Convert the records below into a two-column CSV with the headers "prompt" and "points", one row per record. Put the record's text and its answer in their own quoted fields, replacing line breaks with spaces.

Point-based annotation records
◇ ◇ ◇

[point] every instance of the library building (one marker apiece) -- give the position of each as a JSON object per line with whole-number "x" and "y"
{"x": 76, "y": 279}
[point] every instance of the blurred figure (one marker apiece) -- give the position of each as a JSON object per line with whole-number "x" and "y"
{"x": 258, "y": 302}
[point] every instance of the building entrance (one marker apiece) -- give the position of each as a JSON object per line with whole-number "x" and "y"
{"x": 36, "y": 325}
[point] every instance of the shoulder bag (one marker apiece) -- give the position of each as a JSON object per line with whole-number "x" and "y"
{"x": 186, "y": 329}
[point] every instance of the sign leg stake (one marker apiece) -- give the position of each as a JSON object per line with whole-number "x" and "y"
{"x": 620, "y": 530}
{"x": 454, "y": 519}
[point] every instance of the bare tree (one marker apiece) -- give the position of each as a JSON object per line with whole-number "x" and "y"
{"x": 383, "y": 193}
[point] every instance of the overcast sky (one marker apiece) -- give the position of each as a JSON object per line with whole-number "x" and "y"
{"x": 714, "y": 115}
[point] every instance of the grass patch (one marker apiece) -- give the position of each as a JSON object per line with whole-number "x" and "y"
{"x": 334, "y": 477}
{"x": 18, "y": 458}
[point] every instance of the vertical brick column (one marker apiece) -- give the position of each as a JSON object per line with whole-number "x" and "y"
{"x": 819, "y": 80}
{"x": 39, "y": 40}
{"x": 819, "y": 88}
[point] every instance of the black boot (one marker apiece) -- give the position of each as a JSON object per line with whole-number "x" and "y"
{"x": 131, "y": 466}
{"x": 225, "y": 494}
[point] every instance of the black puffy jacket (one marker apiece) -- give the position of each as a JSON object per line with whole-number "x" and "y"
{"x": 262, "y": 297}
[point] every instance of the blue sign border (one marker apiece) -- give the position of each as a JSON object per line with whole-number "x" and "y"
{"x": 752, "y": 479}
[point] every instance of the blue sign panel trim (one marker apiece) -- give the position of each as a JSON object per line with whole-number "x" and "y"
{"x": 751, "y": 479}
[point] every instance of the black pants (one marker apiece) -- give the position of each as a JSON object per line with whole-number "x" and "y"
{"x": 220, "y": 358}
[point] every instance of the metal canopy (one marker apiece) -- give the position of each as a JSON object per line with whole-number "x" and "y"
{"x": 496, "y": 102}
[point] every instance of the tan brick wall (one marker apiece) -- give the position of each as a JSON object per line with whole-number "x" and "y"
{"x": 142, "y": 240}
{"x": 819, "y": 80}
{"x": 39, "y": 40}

◇ ◇ ◇

## The response
prompt,points
"[point] every instance of the library building (one marker apiece) -- give the position of each as a JSON object per line with whole-number ""x"" and ""y""","{""x"": 76, ""y"": 279}"
"[point] every instance of the blurred figure (one marker apiece) -- give the position of each as a JSON object per line with whole-number ""x"" and ""y""","{""x"": 258, ""y"": 302}"
"[point] every instance of the building entrance (one marker apiece) -- give the position of each as a JSON object per line with whole-number ""x"" and ""y""","{""x"": 36, ""y"": 325}"
"[point] every instance of the shoulder bag (one marker apiece) -- give the position of each as a JSON object per line with whole-number ""x"" and ""y""","{""x"": 186, ""y"": 329}"
"[point] every instance of the sign leg stake (one marker apiece) -- give the position of each as a JSON object per line with whole-number ""x"" and ""y""","{""x"": 620, ""y"": 530} {""x"": 454, ""y"": 519}"
"[point] every instance of the bare tree (one marker apiece) -- give the position of each as a JSON object per line with whole-number ""x"" and ""y""","{""x"": 383, ""y"": 193}"
"[point] every instance of the overcast sky (one marker apiece) -- give the position of each as a JSON object per line with whole-number ""x"" and ""y""","{""x"": 714, ""y"": 115}"
"[point] every instance of the grass patch (one marker apiece) -- give the position of each as a JSON object per line with whole-number ""x"" and ""y""","{""x"": 334, ""y"": 477} {""x"": 18, ""y"": 458}"
"[point] every instance of the vertical brick column (one marker apiece) -- give the position of each as a JSON object per line with whole-number ""x"" and ""y""","{""x"": 819, ""y"": 80} {""x"": 39, ""y"": 40} {""x"": 819, ""y"": 88}"
"[point] every instance of the black boot (one marker apiece) -- give the position of each as a JSON object per line with whole-number ""x"" and ""y""","{""x"": 131, ""y"": 466} {""x"": 225, ""y"": 494}"
"[point] every instance of the black puffy jacket (one marker apiece) -- give the position of each as a JSON object per line with whole-number ""x"" and ""y""","{""x"": 262, ""y"": 297}"
"[point] every instance of the blue sign border (one marker apiece) -- give the position of each as a JSON object per line with whole-number ""x"" and ""y""","{""x"": 752, ""y"": 479}"
"[point] every instance of the blue sign panel trim (one marker apiece) -- give the position of each as a JSON object per line with whole-number ""x"" and ""y""","{""x"": 751, ""y"": 479}"
"[point] every instance of the black pants (one marker apiece) -- give the position of each as a JSON object per line with whole-number ""x"" and ""y""","{""x"": 220, ""y"": 358}"
"[point] every instance of the metal canopy (one marker apiece) -- give the position of each as a JSON object per line with whole-number ""x"" and ""y""","{""x"": 496, ""y"": 102}"
"[point] every instance of the tan brick wall (one marker apiece) -- give the position of each as a JSON object per line with whole-number ""x"" and ""y""","{""x"": 142, ""y"": 240} {""x"": 819, ""y"": 80} {""x"": 39, ""y"": 40}"